====== Material supplied

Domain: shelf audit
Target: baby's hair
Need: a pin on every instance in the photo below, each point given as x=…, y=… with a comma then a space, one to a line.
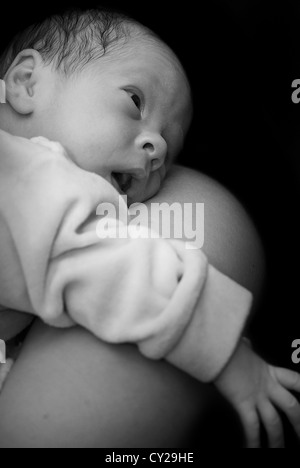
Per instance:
x=76, y=37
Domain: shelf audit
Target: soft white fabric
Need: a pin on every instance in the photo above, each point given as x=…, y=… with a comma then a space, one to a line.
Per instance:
x=152, y=292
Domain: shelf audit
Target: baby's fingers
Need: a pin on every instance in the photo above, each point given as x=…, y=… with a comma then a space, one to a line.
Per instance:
x=289, y=405
x=251, y=425
x=272, y=423
x=288, y=378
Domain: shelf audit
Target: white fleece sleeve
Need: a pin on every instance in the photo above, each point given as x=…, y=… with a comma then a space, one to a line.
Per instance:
x=152, y=292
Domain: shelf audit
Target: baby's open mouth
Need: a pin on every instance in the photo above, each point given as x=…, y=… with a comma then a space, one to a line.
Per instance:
x=122, y=182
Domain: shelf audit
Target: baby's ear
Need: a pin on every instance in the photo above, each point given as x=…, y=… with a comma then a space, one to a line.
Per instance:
x=21, y=80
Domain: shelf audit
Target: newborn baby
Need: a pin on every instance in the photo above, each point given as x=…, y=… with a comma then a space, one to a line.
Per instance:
x=117, y=100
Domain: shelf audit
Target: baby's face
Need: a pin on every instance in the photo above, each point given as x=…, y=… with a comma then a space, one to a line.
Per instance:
x=124, y=118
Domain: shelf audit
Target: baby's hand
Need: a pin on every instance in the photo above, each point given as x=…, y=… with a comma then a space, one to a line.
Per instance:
x=256, y=389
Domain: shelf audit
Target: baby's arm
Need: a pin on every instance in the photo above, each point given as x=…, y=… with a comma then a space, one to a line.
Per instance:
x=256, y=389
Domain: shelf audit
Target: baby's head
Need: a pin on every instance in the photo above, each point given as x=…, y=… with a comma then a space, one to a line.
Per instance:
x=104, y=86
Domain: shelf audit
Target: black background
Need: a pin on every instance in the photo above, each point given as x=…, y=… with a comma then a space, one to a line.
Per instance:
x=241, y=57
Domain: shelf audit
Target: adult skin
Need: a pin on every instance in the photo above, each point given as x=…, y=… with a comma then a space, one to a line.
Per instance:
x=69, y=389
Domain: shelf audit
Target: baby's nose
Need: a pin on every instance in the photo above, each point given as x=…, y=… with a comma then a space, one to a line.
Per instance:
x=155, y=147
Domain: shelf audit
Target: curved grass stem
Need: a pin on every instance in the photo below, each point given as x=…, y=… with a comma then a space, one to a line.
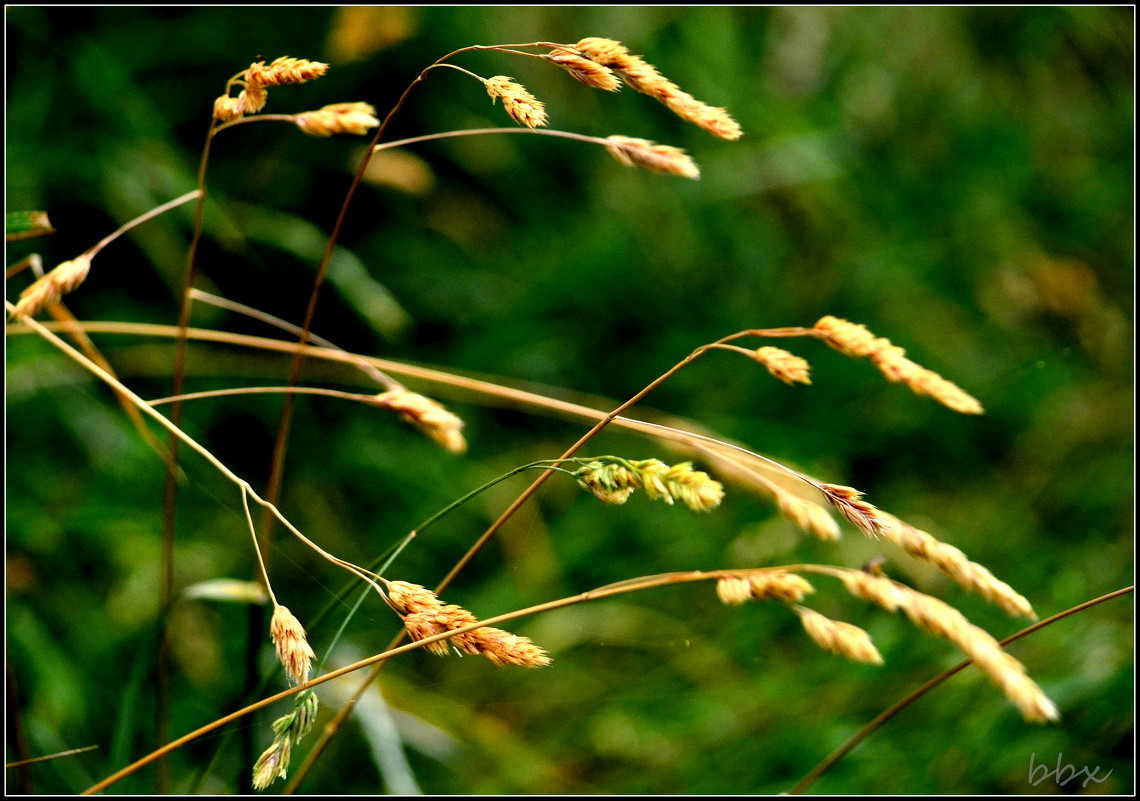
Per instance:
x=881, y=719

============

Problem to solve: In how many lines of the data does the string "white" occur? Answer with the number and nothing else.

Response: 2